::: SUPPLIED RECORDS :::
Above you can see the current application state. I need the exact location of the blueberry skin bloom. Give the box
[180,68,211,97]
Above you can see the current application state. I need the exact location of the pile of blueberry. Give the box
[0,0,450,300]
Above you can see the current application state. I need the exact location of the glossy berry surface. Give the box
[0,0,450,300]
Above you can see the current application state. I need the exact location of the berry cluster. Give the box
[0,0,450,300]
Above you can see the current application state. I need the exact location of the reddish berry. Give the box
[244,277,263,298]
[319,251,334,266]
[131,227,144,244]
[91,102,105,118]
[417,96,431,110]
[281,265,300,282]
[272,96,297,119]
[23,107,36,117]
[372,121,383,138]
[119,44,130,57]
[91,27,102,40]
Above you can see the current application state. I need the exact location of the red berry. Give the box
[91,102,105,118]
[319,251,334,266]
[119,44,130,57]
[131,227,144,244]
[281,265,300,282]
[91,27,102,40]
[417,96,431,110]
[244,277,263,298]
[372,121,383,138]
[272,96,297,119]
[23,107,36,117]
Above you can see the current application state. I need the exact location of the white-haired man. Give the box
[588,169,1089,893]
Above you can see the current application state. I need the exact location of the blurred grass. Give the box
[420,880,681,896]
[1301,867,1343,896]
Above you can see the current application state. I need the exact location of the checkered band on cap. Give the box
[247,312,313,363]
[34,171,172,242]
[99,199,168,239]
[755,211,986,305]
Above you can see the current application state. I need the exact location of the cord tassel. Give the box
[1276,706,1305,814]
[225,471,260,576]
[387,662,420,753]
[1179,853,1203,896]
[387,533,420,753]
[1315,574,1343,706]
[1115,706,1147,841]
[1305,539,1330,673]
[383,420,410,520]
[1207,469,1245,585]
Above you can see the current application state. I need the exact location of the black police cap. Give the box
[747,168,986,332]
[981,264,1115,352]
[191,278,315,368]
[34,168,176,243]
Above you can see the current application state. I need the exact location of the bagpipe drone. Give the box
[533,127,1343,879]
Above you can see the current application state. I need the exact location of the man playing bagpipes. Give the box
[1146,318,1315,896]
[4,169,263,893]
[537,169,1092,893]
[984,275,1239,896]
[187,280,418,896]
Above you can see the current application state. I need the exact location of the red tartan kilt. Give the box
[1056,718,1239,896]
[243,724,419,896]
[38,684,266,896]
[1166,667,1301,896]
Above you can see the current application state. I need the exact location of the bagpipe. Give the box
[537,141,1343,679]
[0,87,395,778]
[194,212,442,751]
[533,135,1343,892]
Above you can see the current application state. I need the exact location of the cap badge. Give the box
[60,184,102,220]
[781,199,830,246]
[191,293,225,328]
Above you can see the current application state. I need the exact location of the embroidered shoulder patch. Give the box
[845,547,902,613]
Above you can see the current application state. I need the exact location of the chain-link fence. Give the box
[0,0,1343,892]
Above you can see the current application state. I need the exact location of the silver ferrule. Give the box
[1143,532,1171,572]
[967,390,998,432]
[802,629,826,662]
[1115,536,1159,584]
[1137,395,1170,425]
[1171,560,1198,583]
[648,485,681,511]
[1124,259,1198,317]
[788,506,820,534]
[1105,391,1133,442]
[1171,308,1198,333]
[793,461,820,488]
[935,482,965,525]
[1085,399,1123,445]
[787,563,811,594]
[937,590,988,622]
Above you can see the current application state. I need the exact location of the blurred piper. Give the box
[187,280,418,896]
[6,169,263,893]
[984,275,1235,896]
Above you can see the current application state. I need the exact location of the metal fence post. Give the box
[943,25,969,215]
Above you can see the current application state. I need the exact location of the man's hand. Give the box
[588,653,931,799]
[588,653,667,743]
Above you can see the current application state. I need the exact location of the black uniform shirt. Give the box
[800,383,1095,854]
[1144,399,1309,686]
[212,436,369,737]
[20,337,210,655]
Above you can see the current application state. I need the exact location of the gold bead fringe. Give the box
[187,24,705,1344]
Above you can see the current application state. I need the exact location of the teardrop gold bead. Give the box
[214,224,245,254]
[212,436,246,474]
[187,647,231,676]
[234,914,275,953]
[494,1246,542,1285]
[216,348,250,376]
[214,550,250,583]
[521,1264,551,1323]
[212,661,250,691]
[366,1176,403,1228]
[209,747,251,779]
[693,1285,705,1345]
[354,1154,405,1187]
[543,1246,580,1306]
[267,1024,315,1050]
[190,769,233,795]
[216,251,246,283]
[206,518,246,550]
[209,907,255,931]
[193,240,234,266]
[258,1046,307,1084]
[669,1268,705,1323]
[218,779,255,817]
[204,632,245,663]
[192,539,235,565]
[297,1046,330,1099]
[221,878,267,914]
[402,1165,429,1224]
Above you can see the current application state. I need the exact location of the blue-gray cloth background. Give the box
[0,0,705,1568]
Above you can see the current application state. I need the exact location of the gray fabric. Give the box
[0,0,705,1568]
:::
■ **PROBLEM REQUIREMENTS**: Scale the data above, starting at the line that contains "bagpipe. Give the box" and ending at the line that contains "[588,653,667,743]", and give only those lines, requests included. Multiply every bounding-box coordinate in the answers by 2.2 and round each result to a whole number, with halves rounded up.

■ **ANSWER FOR THIS EXERCISE**:
Above you can see the current application state. I need the exact location of the bagpipe. Give the box
[1181,310,2955,1494]
[0,191,869,1712]
[427,466,972,1652]
[1173,297,2955,1962]
Above you can see the current application state. I need the exact location of the cap badge. Give the box
[132,405,224,484]
[1718,438,1826,541]
[420,645,495,722]
Above you can see the current application state. I need the exact location of the embroidered shoulder patch. Give the box
[1859,1203,1984,1349]
Above you can see the current application state. I need the exact location of the chain-link fence. Give the box
[0,0,2955,1962]
Above you can see the current application state. I need the exact location of the silver ferrule. Give the box
[2515,1170,2576,1258]
[2127,858,2196,950]
[1764,1384,1817,1456]
[2453,1179,2550,1285]
[2501,869,2574,935]
[2576,1232,2636,1283]
[1426,1067,1498,1124]
[2473,570,2636,697]
[1734,1113,1804,1175]
[2431,860,2493,972]
[2576,678,2636,733]
[1745,1014,1804,1074]
[2057,1060,2123,1155]
[2387,878,2471,979]
[1731,1239,1784,1307]
[2061,1298,2174,1368]
Above you can see the current application state. I need the exact location of the blurred piper. Give the box
[411,616,920,1971]
[13,372,579,1965]
[2165,605,2717,1971]
Above you can see the current application state. I need the exact location of the metal fence post. Give the box
[2075,55,2132,473]
Above you can see the current application state. I need the exact location of the man's hand. Give the box
[1294,1437,2048,1758]
[1294,1437,1467,1635]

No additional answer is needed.